EXERCISE DETAILS -
Transcribe every one of the rows below word for word, and omit the pictures.

TASK MATERIAL -
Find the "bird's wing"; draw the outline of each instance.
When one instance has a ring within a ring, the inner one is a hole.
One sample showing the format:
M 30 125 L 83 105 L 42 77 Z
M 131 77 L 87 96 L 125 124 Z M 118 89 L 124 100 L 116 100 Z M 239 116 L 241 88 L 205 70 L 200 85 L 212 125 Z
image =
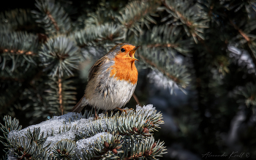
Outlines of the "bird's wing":
M 107 61 L 108 58 L 107 56 L 103 56 L 100 59 L 99 59 L 90 69 L 89 74 L 89 80 L 91 80 L 99 70 L 99 67 Z

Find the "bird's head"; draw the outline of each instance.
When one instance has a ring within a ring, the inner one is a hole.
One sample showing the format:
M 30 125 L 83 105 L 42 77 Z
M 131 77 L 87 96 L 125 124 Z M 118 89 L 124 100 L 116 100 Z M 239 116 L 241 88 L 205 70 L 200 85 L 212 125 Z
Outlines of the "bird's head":
M 115 59 L 118 59 L 124 62 L 134 62 L 135 61 L 139 61 L 135 58 L 135 53 L 140 47 L 135 47 L 129 43 L 121 43 L 112 48 L 109 53 Z
M 110 50 L 108 56 L 114 61 L 111 66 L 110 76 L 132 84 L 137 83 L 138 71 L 135 61 L 138 60 L 135 58 L 135 53 L 139 47 L 129 43 L 121 43 Z

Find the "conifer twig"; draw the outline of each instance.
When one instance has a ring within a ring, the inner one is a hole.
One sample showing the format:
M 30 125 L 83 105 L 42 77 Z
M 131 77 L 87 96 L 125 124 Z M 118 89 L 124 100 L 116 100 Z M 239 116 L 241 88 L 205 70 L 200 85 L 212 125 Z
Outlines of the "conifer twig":
M 59 77 L 58 87 L 59 87 L 59 101 L 61 114 L 63 115 L 62 82 L 61 82 L 61 77 Z

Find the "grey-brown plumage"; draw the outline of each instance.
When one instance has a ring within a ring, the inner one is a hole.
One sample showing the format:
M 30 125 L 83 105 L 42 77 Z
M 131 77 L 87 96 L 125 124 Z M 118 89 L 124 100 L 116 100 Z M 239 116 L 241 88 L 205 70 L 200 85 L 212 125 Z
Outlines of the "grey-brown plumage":
M 124 106 L 137 85 L 134 53 L 138 47 L 121 43 L 99 59 L 90 69 L 84 96 L 71 112 L 80 113 L 86 105 L 104 110 Z

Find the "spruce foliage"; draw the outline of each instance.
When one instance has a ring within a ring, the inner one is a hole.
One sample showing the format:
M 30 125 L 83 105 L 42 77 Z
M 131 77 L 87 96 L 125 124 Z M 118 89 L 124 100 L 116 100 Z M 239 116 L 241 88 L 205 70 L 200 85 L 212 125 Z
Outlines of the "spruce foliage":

ANSWER TO THE EXERCISE -
Find the "bird's wing"; draw the outline of each instance.
When one instance has a ring within a ring, the inner one is a hole.
One sample showing the format:
M 30 125 L 83 105 L 42 77 Z
M 131 77 L 87 96 L 125 124 Z M 118 89 L 124 100 L 116 100 Z M 239 116 L 241 88 L 205 70 L 200 85 L 212 125 Z
image =
Outlines of the "bird's wing":
M 107 61 L 108 58 L 107 56 L 103 56 L 100 59 L 99 59 L 90 69 L 89 74 L 89 80 L 91 80 L 99 70 L 99 67 Z

Find the "bird's head"; draw the outline of each instance.
When one instance has a ring within a ring, the inner one is a hole.
One sample showing the format:
M 30 125 L 83 105 L 42 77 Z
M 131 77 L 87 96 L 125 124 Z M 118 89 L 124 100 L 116 100 Z M 239 116 L 241 88 L 205 70 L 200 85 L 212 125 Z
Outlines of the "bird's head":
M 115 59 L 118 59 L 124 62 L 134 62 L 135 61 L 139 61 L 135 58 L 135 53 L 140 47 L 135 47 L 129 43 L 121 43 L 112 48 L 109 53 Z
M 110 50 L 108 56 L 114 61 L 111 66 L 110 76 L 132 84 L 137 83 L 138 71 L 135 61 L 138 60 L 135 58 L 135 53 L 139 47 L 129 43 L 121 43 Z

Find the "conifer twig"; draw the outline of each instance.
When one instance has a ring within a ring, the inner one is a hole.
One sample showing the format:
M 30 125 L 83 105 L 42 77 Z
M 131 77 L 87 96 L 125 124 Z M 118 89 L 124 100 L 116 100 Z M 239 116 L 241 88 L 205 70 L 200 85 L 212 125 Z
Outlines of the "conifer twig":
M 59 77 L 58 87 L 59 87 L 59 101 L 61 114 L 63 115 L 62 82 L 61 82 L 61 77 Z

Find the "grey-brown plumage"; draw the outline of each instance.
When one instance has a ring within a ring, the inner one is a hole.
One sample showing the format:
M 30 125 L 83 105 L 42 77 Z
M 131 77 L 87 96 L 125 124 Z M 118 89 L 124 100 L 116 100 Z M 239 116 L 241 88 L 205 70 L 200 85 L 212 125 Z
Outlines of the "grey-brown plumage":
M 124 106 L 137 85 L 134 53 L 138 47 L 121 43 L 99 59 L 90 69 L 84 96 L 71 112 L 80 113 L 86 105 L 104 110 Z

Find the "spruce foliage"; draw the outline of each instance.
When one instance has a ring within a ring, the inner one is a hole.
One sample showing the format:
M 30 125 L 83 105 L 42 77 Z
M 131 77 L 87 96 L 125 124 Z M 118 89 L 124 100 L 116 100 Z M 239 116 L 241 88 L 205 70 L 200 85 L 212 125 Z
Outlines of the "spruce foliage":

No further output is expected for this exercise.